*** SOURCE DOCUMENT ***

What happens when you don’t have a Power of Attorney in place?

Contrary to popular belief, nobody has an automatic right to manage someone else’s finances, even if they are related, married or in a civil partnership with them.

So what happens should you no longer be able to manage your financial affairs, perhaps due to ill health or an accident, and you don’t have a Power of Attorney in place which covers property and finance?

This blog covers the issues that arise when a Power of Attorney is not in place and someone else needs to manage your financial affairs, including anything from paying household bills to managing your pension or savings.

What happens when you don’t have a Power of Attorney in place?

Firstly, you’ll need to apply to the Court of Protection for a ‘property and financial affairs deputy order’.

This asks the Court to appoint a deputy, or preferably deputies, to deal with your finances. It is advisable to have more than one deputy; that way, should one deputy not be able to carry out their duties, then another can act on your behalf.   Your deputies should also be able to act ‘jointly and severally’, meaning any one deputy can act independently at any time.

The Court of Protection likes family and friends to be appointed as deputies. However, where there are family disagreements or if your assets are complex, it can be best to appoint a solicitor.

A Court of Protection Order requires information on your assets, income and liabilities, a medical certificate and a declaration by each proposed deputy to confirm their suitability and that they will undertake their duties properly.  The process of completing the forms can take around a month, and support from a solicitor may be required. Be aware that many NHS doctors won’t complete the medical certificate, and those who do may charge up to £300.

The application fee is £385 and payable to the Court, and it takes about a month for the Court to issue the application.  After this, your proposed deputies need to notify various family members, including yourself – all of whom who have the right to object to the appointment of a deputy.

*** End of SOURCE DOCUMENT ***

**YOUR TASKS**
a) Transcribe the Power of Attorney blog from "So what happens" to "pension or savings.".
b) Which relationships does the Power of Attorney blog say do not give anyone an automatic right to manage another person's finances?
c) Resume the Power of Attorney blog after its final sentence.
The data below has no connection to the Power of Attorney blog.

*** RECORD EXCERPTS ***

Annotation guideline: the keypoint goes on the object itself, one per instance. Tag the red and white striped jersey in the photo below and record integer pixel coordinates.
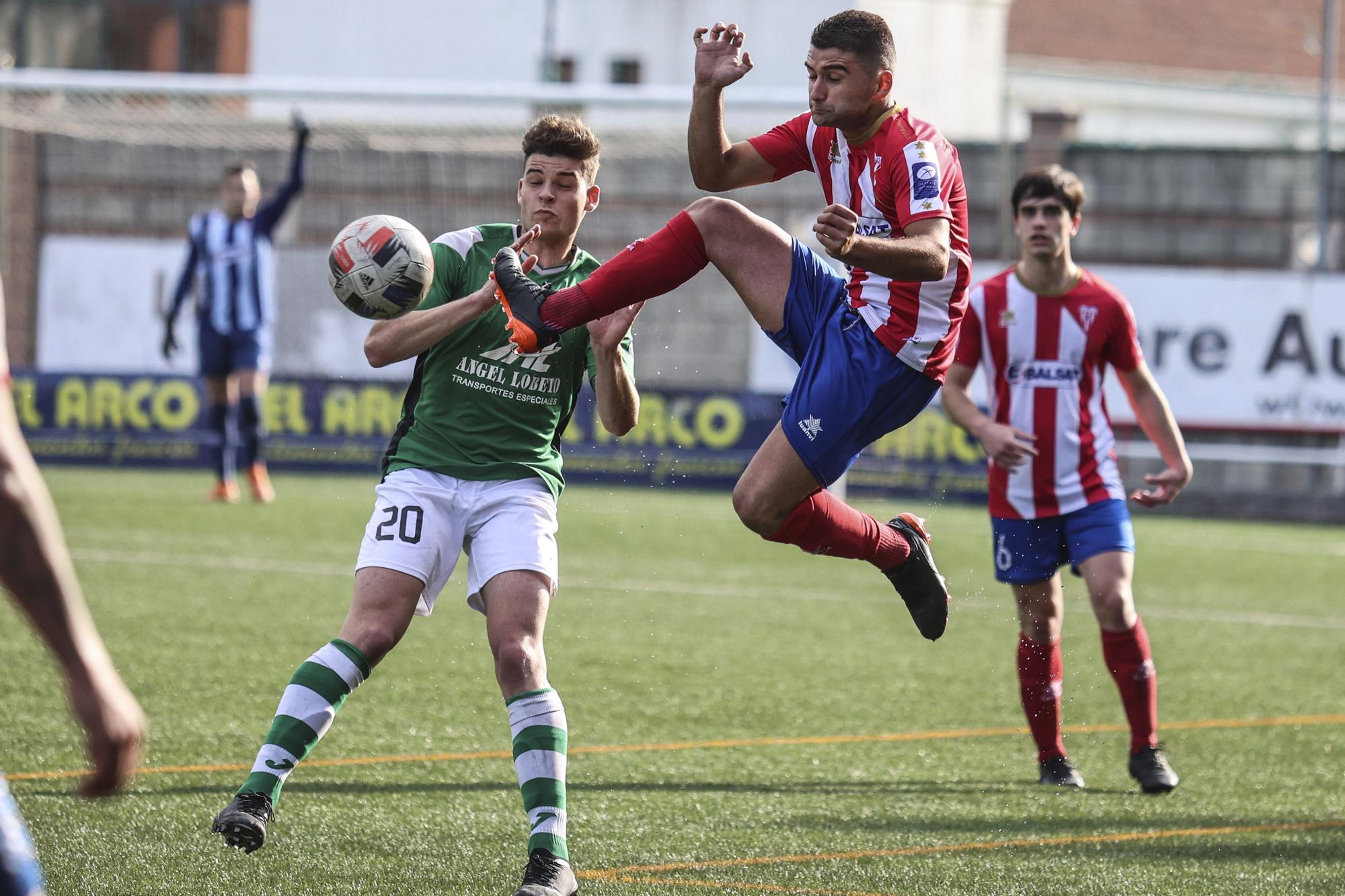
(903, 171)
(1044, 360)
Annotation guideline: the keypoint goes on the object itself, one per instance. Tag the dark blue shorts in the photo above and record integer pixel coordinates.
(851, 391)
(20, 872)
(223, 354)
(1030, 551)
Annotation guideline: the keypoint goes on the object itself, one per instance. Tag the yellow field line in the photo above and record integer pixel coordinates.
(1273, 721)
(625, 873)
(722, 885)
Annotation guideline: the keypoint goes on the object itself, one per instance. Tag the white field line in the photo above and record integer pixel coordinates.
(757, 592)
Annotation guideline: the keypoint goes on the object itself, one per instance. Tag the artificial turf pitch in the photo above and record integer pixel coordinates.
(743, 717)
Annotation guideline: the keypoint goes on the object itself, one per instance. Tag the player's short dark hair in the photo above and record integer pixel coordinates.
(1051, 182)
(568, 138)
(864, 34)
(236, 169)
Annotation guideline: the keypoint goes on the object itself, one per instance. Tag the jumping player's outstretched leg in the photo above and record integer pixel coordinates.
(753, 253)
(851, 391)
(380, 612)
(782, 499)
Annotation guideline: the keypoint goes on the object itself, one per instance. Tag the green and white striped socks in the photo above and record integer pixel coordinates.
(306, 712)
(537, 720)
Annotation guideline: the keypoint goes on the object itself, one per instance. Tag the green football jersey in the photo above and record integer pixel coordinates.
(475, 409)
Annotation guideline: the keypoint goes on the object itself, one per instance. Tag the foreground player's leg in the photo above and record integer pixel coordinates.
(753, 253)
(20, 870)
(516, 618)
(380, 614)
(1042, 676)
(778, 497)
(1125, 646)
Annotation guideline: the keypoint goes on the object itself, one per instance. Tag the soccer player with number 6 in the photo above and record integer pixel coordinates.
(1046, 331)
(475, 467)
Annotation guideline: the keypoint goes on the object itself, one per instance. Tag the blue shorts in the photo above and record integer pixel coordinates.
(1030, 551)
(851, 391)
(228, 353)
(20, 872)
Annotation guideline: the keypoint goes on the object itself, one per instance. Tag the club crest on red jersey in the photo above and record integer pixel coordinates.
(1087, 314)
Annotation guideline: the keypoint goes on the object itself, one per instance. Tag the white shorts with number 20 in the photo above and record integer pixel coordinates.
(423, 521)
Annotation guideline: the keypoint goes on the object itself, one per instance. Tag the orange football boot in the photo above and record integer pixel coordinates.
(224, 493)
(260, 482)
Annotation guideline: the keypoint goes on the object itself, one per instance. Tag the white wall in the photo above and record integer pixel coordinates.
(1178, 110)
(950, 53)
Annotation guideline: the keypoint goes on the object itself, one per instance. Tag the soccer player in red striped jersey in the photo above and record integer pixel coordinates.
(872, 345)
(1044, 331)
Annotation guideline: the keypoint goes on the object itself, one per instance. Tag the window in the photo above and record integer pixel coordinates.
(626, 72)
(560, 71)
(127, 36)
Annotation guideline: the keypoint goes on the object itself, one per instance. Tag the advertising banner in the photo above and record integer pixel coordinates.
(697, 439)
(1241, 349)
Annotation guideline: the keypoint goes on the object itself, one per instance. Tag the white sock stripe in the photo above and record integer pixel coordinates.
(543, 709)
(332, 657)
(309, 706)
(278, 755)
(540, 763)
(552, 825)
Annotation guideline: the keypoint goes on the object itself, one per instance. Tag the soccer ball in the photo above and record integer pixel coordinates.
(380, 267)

*** End of RECORD EXCERPTS ***
*** RECORD EXCERPTS ***

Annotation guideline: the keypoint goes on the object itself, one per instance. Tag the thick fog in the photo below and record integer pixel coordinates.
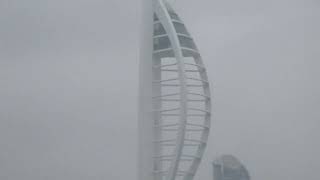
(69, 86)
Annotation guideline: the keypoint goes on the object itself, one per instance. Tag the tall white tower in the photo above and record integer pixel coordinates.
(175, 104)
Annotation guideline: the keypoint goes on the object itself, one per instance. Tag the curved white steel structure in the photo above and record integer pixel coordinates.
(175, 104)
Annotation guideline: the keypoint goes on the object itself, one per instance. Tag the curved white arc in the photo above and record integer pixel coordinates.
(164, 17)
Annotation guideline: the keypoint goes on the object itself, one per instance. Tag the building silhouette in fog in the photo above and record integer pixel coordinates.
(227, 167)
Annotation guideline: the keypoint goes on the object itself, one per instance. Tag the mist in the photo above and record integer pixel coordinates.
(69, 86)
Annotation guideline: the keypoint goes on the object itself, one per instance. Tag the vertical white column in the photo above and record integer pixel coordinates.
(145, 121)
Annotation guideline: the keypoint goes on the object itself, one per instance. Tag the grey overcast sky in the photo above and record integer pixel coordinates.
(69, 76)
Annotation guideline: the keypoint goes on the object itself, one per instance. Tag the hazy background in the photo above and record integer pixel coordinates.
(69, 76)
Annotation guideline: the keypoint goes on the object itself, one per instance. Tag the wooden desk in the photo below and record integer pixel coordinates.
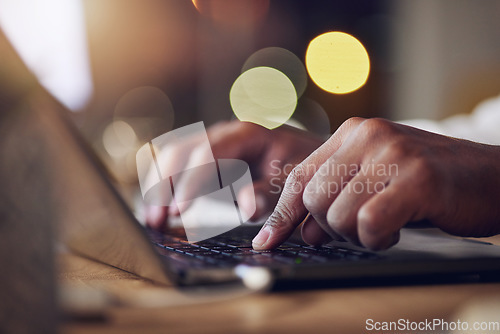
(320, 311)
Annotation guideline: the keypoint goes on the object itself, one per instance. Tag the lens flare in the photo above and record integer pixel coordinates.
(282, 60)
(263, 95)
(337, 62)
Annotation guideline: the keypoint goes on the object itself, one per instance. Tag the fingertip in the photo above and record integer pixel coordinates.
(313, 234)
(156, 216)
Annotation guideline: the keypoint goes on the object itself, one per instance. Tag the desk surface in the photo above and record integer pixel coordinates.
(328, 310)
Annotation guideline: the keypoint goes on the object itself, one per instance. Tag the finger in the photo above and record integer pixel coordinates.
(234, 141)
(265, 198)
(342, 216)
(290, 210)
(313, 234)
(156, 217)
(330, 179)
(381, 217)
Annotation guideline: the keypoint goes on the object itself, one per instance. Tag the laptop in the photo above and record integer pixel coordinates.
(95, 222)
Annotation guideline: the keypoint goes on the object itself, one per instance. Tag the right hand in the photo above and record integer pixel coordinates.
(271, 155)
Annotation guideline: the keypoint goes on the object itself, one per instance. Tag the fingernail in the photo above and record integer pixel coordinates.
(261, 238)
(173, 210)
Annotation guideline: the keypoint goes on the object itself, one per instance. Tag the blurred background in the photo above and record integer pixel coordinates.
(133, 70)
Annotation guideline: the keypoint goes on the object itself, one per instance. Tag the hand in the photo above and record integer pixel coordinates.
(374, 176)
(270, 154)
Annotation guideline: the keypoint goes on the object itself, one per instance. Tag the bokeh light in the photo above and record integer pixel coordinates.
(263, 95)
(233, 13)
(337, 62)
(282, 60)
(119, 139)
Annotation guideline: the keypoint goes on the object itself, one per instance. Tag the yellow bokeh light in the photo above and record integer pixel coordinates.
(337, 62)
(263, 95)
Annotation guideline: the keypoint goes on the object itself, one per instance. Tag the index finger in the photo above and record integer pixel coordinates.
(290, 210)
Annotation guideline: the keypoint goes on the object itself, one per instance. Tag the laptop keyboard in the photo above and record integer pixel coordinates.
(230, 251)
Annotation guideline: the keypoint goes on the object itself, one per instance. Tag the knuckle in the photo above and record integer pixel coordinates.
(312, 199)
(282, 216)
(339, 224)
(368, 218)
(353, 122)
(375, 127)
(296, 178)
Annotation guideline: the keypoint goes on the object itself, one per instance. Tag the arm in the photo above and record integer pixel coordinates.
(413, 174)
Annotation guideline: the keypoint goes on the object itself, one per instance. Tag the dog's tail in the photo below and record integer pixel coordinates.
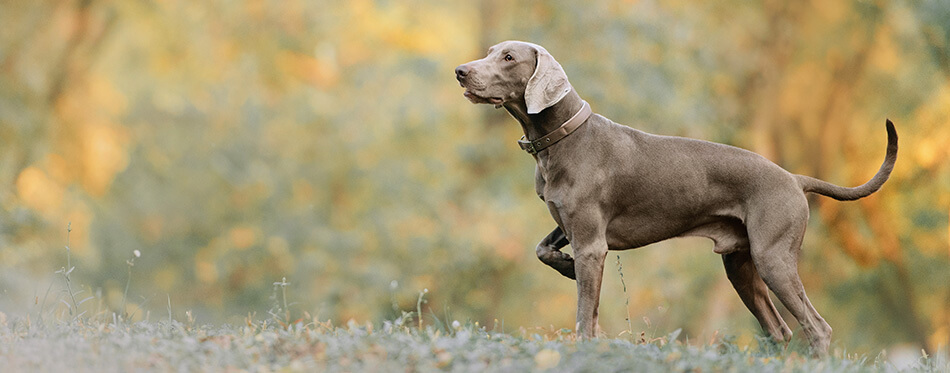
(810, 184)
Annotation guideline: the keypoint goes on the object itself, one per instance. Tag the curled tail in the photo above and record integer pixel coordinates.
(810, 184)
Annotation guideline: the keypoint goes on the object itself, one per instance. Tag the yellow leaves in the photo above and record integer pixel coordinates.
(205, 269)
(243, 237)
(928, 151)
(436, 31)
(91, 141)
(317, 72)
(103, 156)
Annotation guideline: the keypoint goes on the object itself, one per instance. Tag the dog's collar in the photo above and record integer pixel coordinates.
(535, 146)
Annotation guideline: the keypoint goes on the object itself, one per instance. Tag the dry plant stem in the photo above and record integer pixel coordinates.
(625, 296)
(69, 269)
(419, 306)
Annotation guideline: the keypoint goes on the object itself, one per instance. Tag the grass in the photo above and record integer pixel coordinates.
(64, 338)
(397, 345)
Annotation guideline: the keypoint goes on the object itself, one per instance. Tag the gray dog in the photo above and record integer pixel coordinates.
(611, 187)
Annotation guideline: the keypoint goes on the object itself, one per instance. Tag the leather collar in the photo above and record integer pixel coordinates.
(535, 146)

*** End of RECORD EXCERPTS ***

**ANSWERS TO THE PROBLEMS**
a)
So what happens should you no longer be able to manage your financial affairs, perhaps due to ill health or an accident, and you don’t have a Power of Attorney in place which covers property and finance?

This blog covers the issues that arise when a Power of Attorney is not in place and someone else needs to manage your financial affairs, including anything from paying household bills to managing your pension or savings.

b) Being related, being married, and being in a civil partnership.

c)
Assuming no objections are received, the Court requires an annual insurance bond which pays out should any deputy illegally take your money. For £300,000 cover, the premium is about £225.

With the bond in place, the Court issues the Order along with guidance for the deputies. A separate bank account needs setting up to manage your financial affairs.  And your deputies will send the order to all the companies that you have dealings with.

The Office of the Public Guardian (OPG) supervises deputies and receives further fees, such as the annual supervision fee of £320 year for assets of over £21,000 and £35 if less.  A further assessment fee is due to the OPG of £100, required for new deputies. All fees are payable out of your money.

This whole process takes about six months.

A much simpler alternative is to have a Power of Attorney in place before you need support

A Lasting Power of Attorney gives you control to ensure that your property and financial affairs are dealt with in your best interests should you no longer be able to make important decisions yourself.   This is a legally binding document that your solicitor can draft on your behalf.

You appoint the people that you want to act as your attorneys, taking into account any wishes and feelings that you have made known, but always in your best interests.   Once these documents are written, there are no additional legal costs.   In addition to covering your finances, you also have the option to have a Lasting Power of Attorney to cover your health and welfare.  Both these documents can give you the peace of mind that your affairs will be managed whatever the future may hold.